» **TASK ITEM**: Once the pictures are set aside, reproduce the entries below exactly.

» **GIVEN INFORMATION**:
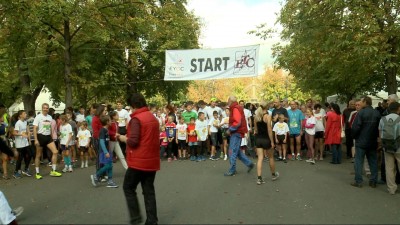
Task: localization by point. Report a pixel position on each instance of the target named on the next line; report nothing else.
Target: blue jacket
(365, 128)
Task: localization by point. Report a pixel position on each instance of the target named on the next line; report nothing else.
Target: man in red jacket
(143, 158)
(237, 129)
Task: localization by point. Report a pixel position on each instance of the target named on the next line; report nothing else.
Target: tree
(339, 47)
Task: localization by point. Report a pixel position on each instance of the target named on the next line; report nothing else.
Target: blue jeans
(336, 153)
(359, 162)
(234, 152)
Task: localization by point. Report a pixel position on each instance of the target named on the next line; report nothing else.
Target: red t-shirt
(192, 130)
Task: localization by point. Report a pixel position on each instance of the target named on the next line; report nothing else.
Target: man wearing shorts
(42, 132)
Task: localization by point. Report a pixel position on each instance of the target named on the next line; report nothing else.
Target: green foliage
(34, 38)
(340, 46)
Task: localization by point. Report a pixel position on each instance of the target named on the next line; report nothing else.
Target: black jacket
(365, 128)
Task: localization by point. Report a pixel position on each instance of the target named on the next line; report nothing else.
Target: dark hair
(104, 119)
(112, 114)
(335, 108)
(99, 110)
(31, 113)
(316, 106)
(137, 101)
(394, 107)
(20, 112)
(367, 100)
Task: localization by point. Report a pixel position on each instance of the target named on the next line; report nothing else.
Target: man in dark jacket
(365, 132)
(237, 129)
(143, 159)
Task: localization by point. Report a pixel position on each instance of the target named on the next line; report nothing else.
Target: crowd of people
(280, 130)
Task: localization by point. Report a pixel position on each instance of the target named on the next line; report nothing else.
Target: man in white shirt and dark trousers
(123, 115)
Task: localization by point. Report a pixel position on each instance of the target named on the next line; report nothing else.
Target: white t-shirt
(319, 117)
(182, 131)
(281, 128)
(84, 137)
(209, 111)
(43, 123)
(213, 123)
(65, 133)
(309, 121)
(21, 142)
(80, 118)
(123, 115)
(201, 129)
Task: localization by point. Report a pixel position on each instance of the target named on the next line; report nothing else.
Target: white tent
(44, 97)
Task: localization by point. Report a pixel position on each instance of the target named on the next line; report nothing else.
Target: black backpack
(390, 140)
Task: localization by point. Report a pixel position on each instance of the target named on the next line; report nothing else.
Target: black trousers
(132, 178)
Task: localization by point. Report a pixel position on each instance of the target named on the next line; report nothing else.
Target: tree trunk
(28, 97)
(131, 78)
(391, 71)
(67, 64)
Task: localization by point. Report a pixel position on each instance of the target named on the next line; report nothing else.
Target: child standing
(192, 138)
(84, 142)
(213, 126)
(281, 130)
(22, 135)
(310, 132)
(163, 141)
(170, 127)
(105, 156)
(181, 138)
(65, 139)
(202, 134)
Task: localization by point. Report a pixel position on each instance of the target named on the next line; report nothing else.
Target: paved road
(198, 193)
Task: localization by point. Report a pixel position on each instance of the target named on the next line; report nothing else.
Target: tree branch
(52, 27)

» **WRITTEN RESPONSE**:
Task: localization by point. Report a pixel position on each instance of the target named on the next line; report nothing else.
Target: blue jacket
(365, 128)
Task: localization by point. Report a pixel position on each instance of the target named on the next line; report nothing else.
Target: man in red jacket
(143, 158)
(237, 129)
Task: localization by point. Report a pixel position on each instance of the target named on the next line; report nothing else.
Target: tree
(339, 47)
Task: localization by point. Report a pixel position on each instance of the target named on the next line; report nothing else.
Target: blue jeans
(336, 153)
(359, 162)
(234, 152)
Task: localization by point. Report a pixel position on each instance of the target named on the next line; report nothing else.
Target: red t-shirt
(192, 130)
Task: localization by point. Report a pixel position on each instance of the target named on the next line; report nothing else.
Target: man wearing shorts
(42, 132)
Task: localization by point. Report a pixel position on each instance of the target named on the next line; report nothing else.
Target: green foliage
(34, 38)
(340, 46)
Task: localization by point. Report a pixel position on each instance of the target named on the next line; report nothing else.
Target: black jacket
(365, 128)
Task: localization by point. Report a pixel position on each instance of the target named on the next line; report nothing else.
Target: dark hair
(104, 119)
(112, 114)
(335, 108)
(99, 110)
(31, 113)
(316, 106)
(137, 101)
(394, 107)
(20, 112)
(367, 100)
Task: localization by point. Report a pixel position on each instance of the target named on the next line; report nothing else.
Target: man in dark jacket
(365, 132)
(237, 129)
(143, 159)
Task: localization by point. Report a pixel position on each instance of the target named on the next line; report nothing else.
Target: crowd of people
(280, 130)
Task: localization by point. Report a pixel position on each instance of the target named on the next line; report nothing else.
Target: man in white shirt and dark trousers
(123, 115)
Task: localization by point. Report a pixel position on each instance of the target named on the next line; report nothing else.
Target: white t-shirt
(319, 117)
(182, 131)
(281, 128)
(84, 137)
(209, 111)
(43, 123)
(213, 123)
(65, 133)
(309, 121)
(21, 142)
(80, 118)
(123, 115)
(201, 129)
Task: localization by point. Report a pixel position on each instance of the target named on the next line; report nothing else.
Target: white tent
(44, 97)
Task: localization by point. Report a pixel position on each instance of the target named on the next line; report nothing else.
Target: black backpack
(390, 140)
Task: localization by point. Report a pixel position on each instance of the target named on the next line; report nothing else.
Target: black trousers
(132, 178)
Task: localization by point. Report a pixel position on each instance of the target named on the next line; report nothing else.
Target: tree trunk
(28, 97)
(131, 78)
(391, 71)
(67, 64)
Task: localization by point. Report a pixel position on each instance of the target named on the next line; report nothing else.
Target: child standing
(192, 138)
(84, 142)
(213, 126)
(281, 130)
(22, 135)
(310, 132)
(163, 141)
(170, 127)
(105, 156)
(181, 138)
(65, 139)
(202, 134)
Task: localization by point. Report a pixel position on each instance of the target named on the next line; report nothing else.
Target: paved road
(198, 193)
Task: localization by point. Report a pixel position on each instance of the target named on the next line; report nothing else.
Target: tree branch
(52, 27)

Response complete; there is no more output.